Goal of the exercise: Reproduce each of the following lines word for word, leaving nothing out and changing nothing.

Records for the task:
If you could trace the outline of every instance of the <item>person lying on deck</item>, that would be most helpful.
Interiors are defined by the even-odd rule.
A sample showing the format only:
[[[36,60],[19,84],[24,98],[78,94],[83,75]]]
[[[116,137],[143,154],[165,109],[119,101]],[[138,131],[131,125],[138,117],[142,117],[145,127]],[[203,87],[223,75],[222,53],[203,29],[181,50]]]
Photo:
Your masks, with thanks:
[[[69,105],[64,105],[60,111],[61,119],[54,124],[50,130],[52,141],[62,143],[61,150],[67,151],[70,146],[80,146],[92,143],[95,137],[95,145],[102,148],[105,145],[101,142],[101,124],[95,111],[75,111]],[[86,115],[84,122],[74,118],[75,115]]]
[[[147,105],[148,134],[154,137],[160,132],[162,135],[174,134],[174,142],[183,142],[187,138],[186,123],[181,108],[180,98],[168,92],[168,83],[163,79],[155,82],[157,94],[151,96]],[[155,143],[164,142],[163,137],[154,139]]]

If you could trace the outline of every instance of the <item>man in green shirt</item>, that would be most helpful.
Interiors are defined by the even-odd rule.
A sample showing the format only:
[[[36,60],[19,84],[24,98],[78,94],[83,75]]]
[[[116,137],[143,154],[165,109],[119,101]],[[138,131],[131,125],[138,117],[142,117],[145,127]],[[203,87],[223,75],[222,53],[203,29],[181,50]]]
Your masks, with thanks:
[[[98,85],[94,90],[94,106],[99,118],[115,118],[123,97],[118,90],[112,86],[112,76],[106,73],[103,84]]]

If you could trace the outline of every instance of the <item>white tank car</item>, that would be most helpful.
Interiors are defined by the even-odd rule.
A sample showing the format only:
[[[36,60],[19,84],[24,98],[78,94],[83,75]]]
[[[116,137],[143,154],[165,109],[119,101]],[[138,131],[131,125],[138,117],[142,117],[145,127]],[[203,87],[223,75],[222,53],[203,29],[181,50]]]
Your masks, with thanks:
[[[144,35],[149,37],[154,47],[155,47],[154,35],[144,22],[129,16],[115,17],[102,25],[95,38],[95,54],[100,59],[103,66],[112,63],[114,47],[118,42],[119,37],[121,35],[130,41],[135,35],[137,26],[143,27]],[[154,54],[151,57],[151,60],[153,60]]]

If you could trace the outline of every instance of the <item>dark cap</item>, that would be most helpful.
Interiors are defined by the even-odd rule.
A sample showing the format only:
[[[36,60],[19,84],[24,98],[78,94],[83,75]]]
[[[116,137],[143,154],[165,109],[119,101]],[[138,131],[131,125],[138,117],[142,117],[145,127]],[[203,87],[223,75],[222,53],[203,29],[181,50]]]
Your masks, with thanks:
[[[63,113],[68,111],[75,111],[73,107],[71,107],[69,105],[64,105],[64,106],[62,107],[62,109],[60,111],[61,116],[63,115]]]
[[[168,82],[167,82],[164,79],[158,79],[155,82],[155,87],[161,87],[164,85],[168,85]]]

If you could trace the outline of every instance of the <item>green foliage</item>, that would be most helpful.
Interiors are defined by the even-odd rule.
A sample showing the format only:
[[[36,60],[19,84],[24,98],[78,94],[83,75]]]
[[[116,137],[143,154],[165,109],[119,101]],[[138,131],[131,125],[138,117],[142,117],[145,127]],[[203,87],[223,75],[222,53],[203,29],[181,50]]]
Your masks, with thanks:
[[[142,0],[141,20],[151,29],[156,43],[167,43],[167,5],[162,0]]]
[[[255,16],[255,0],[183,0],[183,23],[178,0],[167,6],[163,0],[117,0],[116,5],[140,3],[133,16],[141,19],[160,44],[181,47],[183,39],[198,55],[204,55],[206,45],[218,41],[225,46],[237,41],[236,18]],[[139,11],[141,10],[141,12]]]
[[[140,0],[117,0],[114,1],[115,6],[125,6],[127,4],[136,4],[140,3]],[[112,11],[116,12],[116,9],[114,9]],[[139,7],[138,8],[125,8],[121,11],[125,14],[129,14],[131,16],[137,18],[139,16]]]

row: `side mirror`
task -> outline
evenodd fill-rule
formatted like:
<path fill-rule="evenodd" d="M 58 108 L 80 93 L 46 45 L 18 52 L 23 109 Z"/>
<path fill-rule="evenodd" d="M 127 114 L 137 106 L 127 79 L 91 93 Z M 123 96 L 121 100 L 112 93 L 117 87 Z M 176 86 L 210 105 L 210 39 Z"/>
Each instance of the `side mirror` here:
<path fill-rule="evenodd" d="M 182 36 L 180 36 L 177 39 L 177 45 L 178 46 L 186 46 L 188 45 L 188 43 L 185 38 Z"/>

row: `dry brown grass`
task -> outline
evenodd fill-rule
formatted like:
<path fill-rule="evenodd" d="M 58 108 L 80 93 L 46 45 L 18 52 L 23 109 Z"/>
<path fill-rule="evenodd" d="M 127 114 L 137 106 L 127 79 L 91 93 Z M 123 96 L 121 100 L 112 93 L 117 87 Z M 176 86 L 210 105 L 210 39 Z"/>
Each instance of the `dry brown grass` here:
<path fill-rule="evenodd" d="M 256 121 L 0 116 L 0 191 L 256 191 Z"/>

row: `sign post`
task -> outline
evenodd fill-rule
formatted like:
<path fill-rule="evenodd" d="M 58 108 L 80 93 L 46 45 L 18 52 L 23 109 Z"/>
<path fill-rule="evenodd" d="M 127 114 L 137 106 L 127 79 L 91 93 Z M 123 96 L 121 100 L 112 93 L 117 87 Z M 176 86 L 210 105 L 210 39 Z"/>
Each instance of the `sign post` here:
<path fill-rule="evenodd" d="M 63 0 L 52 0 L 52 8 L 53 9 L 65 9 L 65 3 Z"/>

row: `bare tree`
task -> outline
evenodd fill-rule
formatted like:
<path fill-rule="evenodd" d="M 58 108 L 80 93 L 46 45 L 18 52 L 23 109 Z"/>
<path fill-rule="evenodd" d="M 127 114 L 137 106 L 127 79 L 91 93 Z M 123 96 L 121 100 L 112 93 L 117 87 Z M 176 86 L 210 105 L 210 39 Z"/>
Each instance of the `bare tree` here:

Solution:
If you could trace the outline of every instance of the <item>person lying on deck</item>, that would be most helpful.
Interiors are defined by the even-odd rule.
A sample showing the format only:
[[[36,60],[19,84],[24,98],[78,94],[83,75]]]
[[[116,137],[143,154],[165,109],[119,101]],[[138,131],[131,125],[138,117],[142,117],[145,127]],[[203,87],[223,75],[222,53],[203,29],[181,50]]]
Photo:
Your masks, with thanks:
[[[69,105],[64,105],[60,111],[61,119],[54,124],[50,130],[52,141],[62,143],[61,150],[67,151],[70,146],[80,146],[92,143],[95,137],[95,145],[102,148],[105,145],[101,142],[101,124],[95,111],[75,111]],[[86,115],[84,122],[74,118],[75,115]]]
[[[147,105],[148,134],[154,137],[160,132],[162,135],[174,134],[174,142],[183,142],[187,138],[186,123],[181,108],[180,98],[168,92],[168,83],[163,79],[155,82],[157,94],[151,96]],[[155,143],[164,142],[163,137],[154,139]]]

If you could trace the outline of every instance of the <item>man in green shirt</item>, that would be most helpful.
Interiors are defined by the even-odd rule.
A sample showing the format only:
[[[36,60],[19,84],[24,98],[78,94],[83,75]]]
[[[116,137],[143,154],[165,109],[119,101]],[[138,131],[131,125],[138,117],[142,117],[145,127]],[[203,87],[223,75],[222,53],[203,29],[181,50]]]
Your masks, with thanks:
[[[98,85],[94,90],[94,106],[99,118],[115,118],[123,97],[118,90],[112,86],[112,76],[106,73],[103,84]]]

If you could trace the outline of every instance of the <item>white tank car</item>, that would be most helpful.
Interiors are defined by the even-odd rule.
A sample showing the format only:
[[[36,60],[19,84],[24,98],[78,94],[83,75]]]
[[[116,137],[143,154],[165,109],[119,101]],[[138,131],[131,125],[138,117],[142,117],[145,127]],[[203,87],[223,75],[222,53],[203,29],[181,50]]]
Your masks, with thanks:
[[[144,35],[149,37],[154,47],[155,47],[154,35],[144,22],[129,16],[115,17],[102,25],[95,38],[95,54],[100,59],[103,66],[112,63],[114,47],[118,42],[119,37],[121,35],[130,41],[135,35],[137,26],[143,27]],[[154,54],[151,57],[151,60],[153,60]]]

If you could trace the outline of every instance of the <item>dark cap</item>, that would be most helpful.
Interiors are defined by the even-odd rule.
A sample showing the format only:
[[[36,60],[19,84],[24,98],[78,94],[83,75]]]
[[[116,137],[143,154],[165,109],[119,101]],[[138,131],[131,125],[138,117],[142,117],[145,127]],[[203,87],[223,75],[222,53],[203,29],[181,50]]]
Your masks, with thanks:
[[[63,113],[68,111],[75,111],[73,107],[71,107],[69,105],[64,105],[64,106],[62,107],[62,109],[60,111],[61,116],[63,115]]]
[[[168,82],[167,82],[164,79],[158,79],[155,82],[155,87],[161,87],[164,85],[168,85]]]

If you could trace the outline of every instance of the <item>green foliage</item>, that would be most helpful.
Interiors are defined by the even-odd rule.
A sample showing the format only:
[[[36,60],[19,84],[24,98],[78,94],[83,75]]]
[[[116,137],[143,154],[165,109],[119,101]],[[138,131],[131,125],[138,117],[142,117],[145,127]],[[203,87],[223,75],[222,53],[203,29],[181,50]]]
Your masks, with thanks:
[[[142,0],[141,20],[151,29],[156,43],[167,43],[167,5],[162,0]]]
[[[255,16],[255,0],[183,0],[183,23],[178,0],[167,6],[163,0],[117,0],[116,5],[140,3],[133,16],[141,19],[160,44],[181,47],[183,39],[198,55],[204,55],[206,45],[218,41],[225,46],[237,41],[236,18]],[[139,11],[141,10],[141,12]]]
[[[140,0],[117,0],[114,1],[115,6],[125,6],[127,4],[136,4],[140,3]],[[112,11],[116,12],[116,9],[114,9]],[[139,7],[138,8],[125,8],[121,11],[125,14],[129,14],[131,16],[137,18],[139,16]]]

row: `side mirror`
task -> outline
evenodd fill-rule
formatted like:
<path fill-rule="evenodd" d="M 58 108 L 80 93 L 46 45 L 18 52 L 23 109 Z"/>
<path fill-rule="evenodd" d="M 127 114 L 137 106 L 127 79 L 91 93 Z M 123 96 L 121 100 L 112 93 L 117 87 Z M 176 86 L 210 105 L 210 39 Z"/>
Each instance of the `side mirror` here:
<path fill-rule="evenodd" d="M 182 36 L 180 36 L 177 39 L 177 45 L 178 46 L 186 46 L 188 45 L 188 43 L 185 38 Z"/>

row: `dry brown grass`
task -> outline
evenodd fill-rule
formatted like:
<path fill-rule="evenodd" d="M 58 108 L 80 93 L 46 45 L 18 52 L 23 109 Z"/>
<path fill-rule="evenodd" d="M 127 114 L 137 106 L 127 79 L 91 93 Z M 123 96 L 121 100 L 112 93 L 117 87 Z M 176 86 L 210 105 L 210 39 Z"/>
Each instance of the `dry brown grass` here:
<path fill-rule="evenodd" d="M 256 121 L 0 116 L 0 191 L 256 191 Z"/>

row: `sign post`
task -> outline
evenodd fill-rule
formatted like:
<path fill-rule="evenodd" d="M 58 108 L 80 93 L 46 45 L 18 52 L 23 109 Z"/>
<path fill-rule="evenodd" d="M 127 114 L 137 106 L 127 79 L 91 93 Z M 123 96 L 121 100 L 112 93 L 117 87 Z M 176 86 L 210 105 L 210 39 Z"/>
Each instance of the `sign post` here:
<path fill-rule="evenodd" d="M 63 0 L 52 0 L 52 8 L 53 9 L 65 9 L 65 3 Z"/>

row: `bare tree`
task -> outline
evenodd fill-rule
formatted like:
<path fill-rule="evenodd" d="M 58 108 L 80 93 L 46 45 L 18 52 L 23 109 Z"/>
<path fill-rule="evenodd" d="M 127 114 L 137 106 L 127 79 L 91 93 Z M 123 96 L 121 100 L 112 93 L 117 87 Z M 176 86 L 210 105 L 210 39 Z"/>
Each instance of the `bare tree` here:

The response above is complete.